Start of Page excerpt

When it’s too broken to fix, start over


As innovators, one of the most frustrating phrases we hear is “if it’s not broke, don’t fix it.”  Yet, equally dangerous is the ongoing cycle of Band-Aids and patches we often put on existing processes and procedures to “fix” them.  At some point there is always a diminishing level of benefit until it is so complicated and complex that you need to say “enough!” It is time to scrap the whole mess and start over.  Any software developer can tell you that this is the case when it comes to  writing code. Business leaders will tell you the key to business process optimization is simplification.  But when it comes to government we have yet to learn the lesson. 

A case in point is the current system of taxation in the U.S. both at the Federal and the state level.  With over 20 volumes and over 3500 pages when you combine the actual tax laws and the resulting tax regulations, is it any surprise the people get confused.  Even Treasury Secretary Timothy Geithner, who is now responsible for the IRS, has had his challenges.  Listen in to this YouTube Video see what I mean.

End of Page excerpt
Start of Data excerpt

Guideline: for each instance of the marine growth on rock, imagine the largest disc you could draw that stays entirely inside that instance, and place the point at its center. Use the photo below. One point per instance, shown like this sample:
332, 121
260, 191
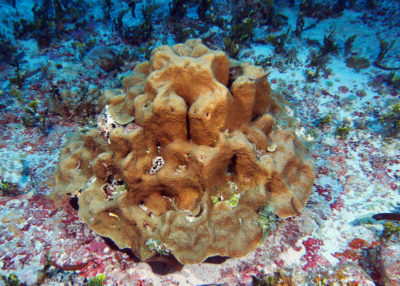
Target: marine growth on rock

End of Data excerpt

• **Your tasks**
1 – In the post on starting over, how many pages do the combined U.S. tax laws and tax regulations come to?
2 – Reproduce a passage from the post on starting over, beginning at the words "When it’s too" and ending after "learn the lesson.".
3 – Extend the post on starting over from the point where it stops.

• **Expected responses**
1 – Over 3500 pages, spread across more than 20 volumes.

2 –
When it’s too broken to fix, start over


As innovators, one of the most frustrating phrases we hear is “if it’s not broke, don’t fix it.”  Yet, equally dangerous is the ongoing cycle of Band-Aids and patches we often put on existing processes and procedures to “fix” them.  At some point there is always a diminishing level of benefit until it is so complicated and complex that you need to say “enough!” It is time to scrap the whole mess and start over.  Any software developer can tell you that this is the case when it comes to  writing code. Business leaders will tell you the key to business process optimization is simplification.  But when it comes to government we have yet to learn the lesson.

3 –
The Code of Federal Regulations a.k.a The Tax Code is incredibly expensive to comply with.  It is estimated that Americans spend $225 billion each year in tax compliance and the Federal governments spends billions (see chart below) to collect, manage, enforce, and educate taxpayers every year.  The IRS Oversight Board recommends a fiscal year (FY) 2011 Internal Revenue Service (IRS) budget of $12.914 billion, an increase of $767.7 million over the enacted IRS FY2010 budget of $12.146 billion.












One possible option to start over – The Fair Tax.

A 23-percent, single rate, national retail sales tax, the Fair Tax will be applied to the sale of all consumer goods and services at the final point of consumption. This way, every taxpayer will be subject to the same tax rate with no exceptions and no exclusions. Those who are least able to share in the cost of government will bear no burden at all. Tax rates will depend on the amount of purchases made. Used items will not be taxed, which promotes reutilization. Business-to-business purchases for the production of goods and services will not be taxed. In addition, the Fair Tax will replace the individual federal income tax, the capital gains tax, all payroll taxes, corporate income taxes, the self-employment tax and the estate and gift taxes. (Source: NSBA – http://www.nsba.biz/fairtax.shtml )

Implementing something like the Fair Tax is not a Band-Aid or an overnight fix.  It is estimated would take close to  two  years to put the various support levels in place and then wind things down.  But equally important, once this is done, it is estimated that the cost of citizen and corporate compliance would drop from $225 Billion to approximately $10 Billion.  That’s a lot of dollars that can be put to more productive use in our economy.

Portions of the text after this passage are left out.